▸ EXTRACTED MATERIAL:
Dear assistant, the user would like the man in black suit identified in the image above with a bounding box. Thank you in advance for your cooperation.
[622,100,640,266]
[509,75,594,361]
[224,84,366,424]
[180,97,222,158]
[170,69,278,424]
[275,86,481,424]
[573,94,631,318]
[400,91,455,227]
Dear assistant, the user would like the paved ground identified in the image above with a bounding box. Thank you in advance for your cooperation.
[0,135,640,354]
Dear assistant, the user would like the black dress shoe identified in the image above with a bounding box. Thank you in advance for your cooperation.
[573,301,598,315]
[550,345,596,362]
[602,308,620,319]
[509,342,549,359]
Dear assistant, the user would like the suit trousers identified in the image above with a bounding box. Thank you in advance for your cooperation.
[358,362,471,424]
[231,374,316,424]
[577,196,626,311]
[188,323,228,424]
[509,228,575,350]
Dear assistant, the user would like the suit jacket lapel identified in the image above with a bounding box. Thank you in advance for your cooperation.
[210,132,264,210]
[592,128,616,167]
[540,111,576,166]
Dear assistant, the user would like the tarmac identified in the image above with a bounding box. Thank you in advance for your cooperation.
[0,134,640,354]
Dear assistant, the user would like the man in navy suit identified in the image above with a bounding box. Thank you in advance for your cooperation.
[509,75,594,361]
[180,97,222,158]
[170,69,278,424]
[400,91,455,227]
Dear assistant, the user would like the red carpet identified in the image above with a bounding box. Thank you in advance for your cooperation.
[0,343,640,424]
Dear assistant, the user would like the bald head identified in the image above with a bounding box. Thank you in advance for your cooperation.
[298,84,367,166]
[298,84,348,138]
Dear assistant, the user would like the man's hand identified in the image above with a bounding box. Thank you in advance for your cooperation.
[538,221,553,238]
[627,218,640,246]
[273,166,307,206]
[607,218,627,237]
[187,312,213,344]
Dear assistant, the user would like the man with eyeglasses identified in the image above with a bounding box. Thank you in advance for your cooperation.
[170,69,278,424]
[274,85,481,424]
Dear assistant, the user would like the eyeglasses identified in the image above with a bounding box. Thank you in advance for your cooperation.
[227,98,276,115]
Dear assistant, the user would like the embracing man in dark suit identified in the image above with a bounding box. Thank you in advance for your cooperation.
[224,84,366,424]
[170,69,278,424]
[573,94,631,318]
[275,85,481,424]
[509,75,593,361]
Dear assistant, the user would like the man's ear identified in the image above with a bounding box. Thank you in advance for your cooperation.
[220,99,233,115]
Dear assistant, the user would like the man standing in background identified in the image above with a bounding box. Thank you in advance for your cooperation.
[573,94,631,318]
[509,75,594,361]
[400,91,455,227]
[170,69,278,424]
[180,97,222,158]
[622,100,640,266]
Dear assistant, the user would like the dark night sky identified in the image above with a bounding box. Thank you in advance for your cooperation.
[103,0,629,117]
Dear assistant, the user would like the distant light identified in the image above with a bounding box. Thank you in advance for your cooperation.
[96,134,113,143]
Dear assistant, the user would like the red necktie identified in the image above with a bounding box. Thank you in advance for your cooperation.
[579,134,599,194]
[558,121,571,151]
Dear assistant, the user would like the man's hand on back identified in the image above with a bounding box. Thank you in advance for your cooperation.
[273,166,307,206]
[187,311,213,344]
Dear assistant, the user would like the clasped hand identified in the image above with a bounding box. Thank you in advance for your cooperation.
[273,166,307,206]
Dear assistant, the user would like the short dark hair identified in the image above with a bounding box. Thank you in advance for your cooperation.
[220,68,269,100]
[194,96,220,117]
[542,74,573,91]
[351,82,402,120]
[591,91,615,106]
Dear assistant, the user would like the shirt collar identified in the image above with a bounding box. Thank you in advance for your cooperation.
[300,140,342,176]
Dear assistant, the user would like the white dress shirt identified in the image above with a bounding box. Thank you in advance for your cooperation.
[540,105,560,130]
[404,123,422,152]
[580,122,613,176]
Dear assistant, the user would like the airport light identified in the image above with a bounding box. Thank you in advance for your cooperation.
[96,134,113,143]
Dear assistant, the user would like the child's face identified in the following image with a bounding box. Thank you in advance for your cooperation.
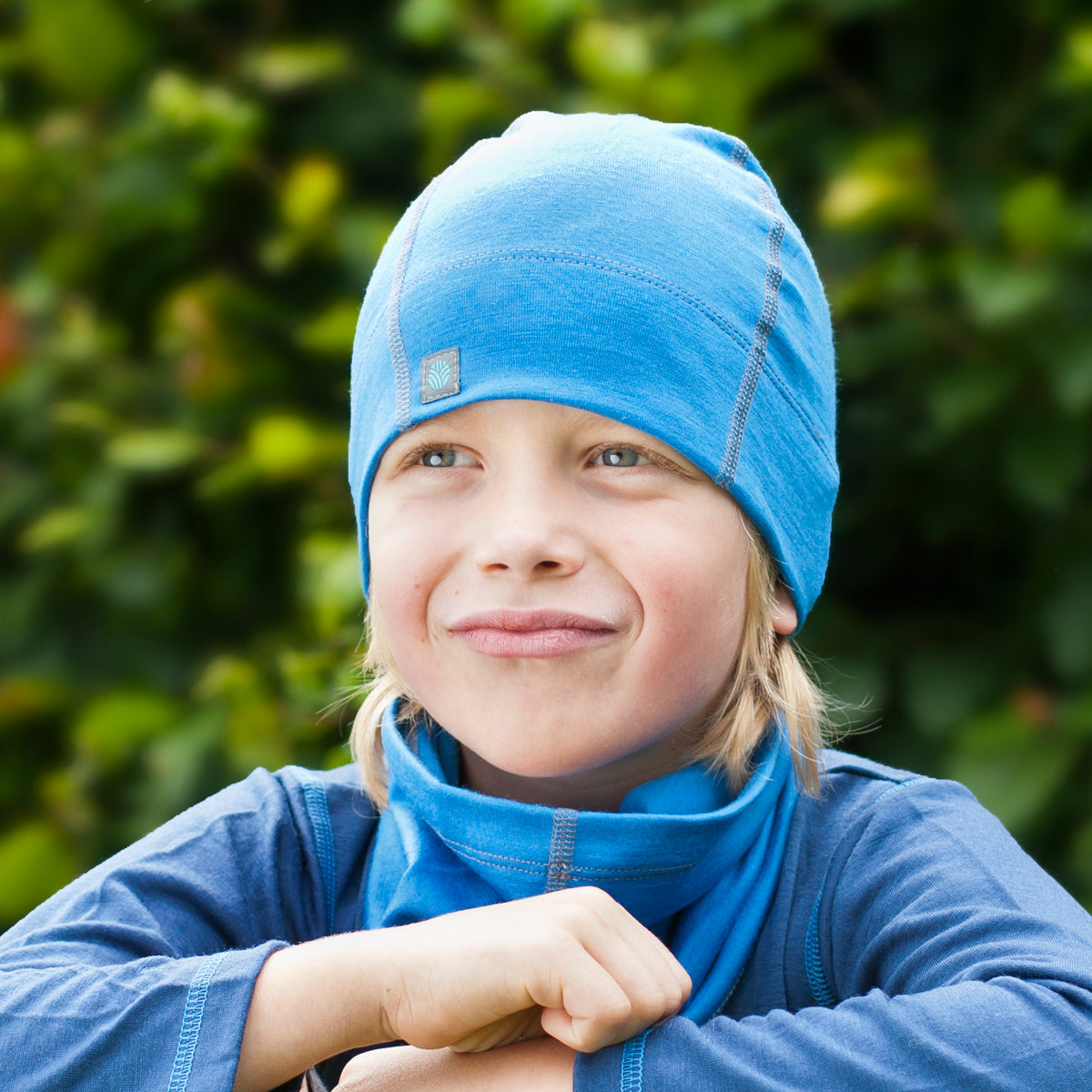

▸ TASK STATEMENT: Can you reproduce, word for word, the rows between the line holding "Dear assistant, the user would like the dark" and the line holding "[558,121,571,151]", inclusive?

▸ SOLUTION TO THE PROBLEM:
Dear assistant, the user would like the dark night sky identified in the image above with a bounding box. Thank you in advance for your cooperation.
[103,0,629,117]
Dear assistant, the user would like the distant light identified in the image above with a bounding box. Thank you in advance for your cooperation.
[96,134,113,143]
Dear assistant, the user would like the red necktie identified in the image above with a bounding box. Thank you in advance for your cooperation.
[579,134,599,194]
[558,121,571,151]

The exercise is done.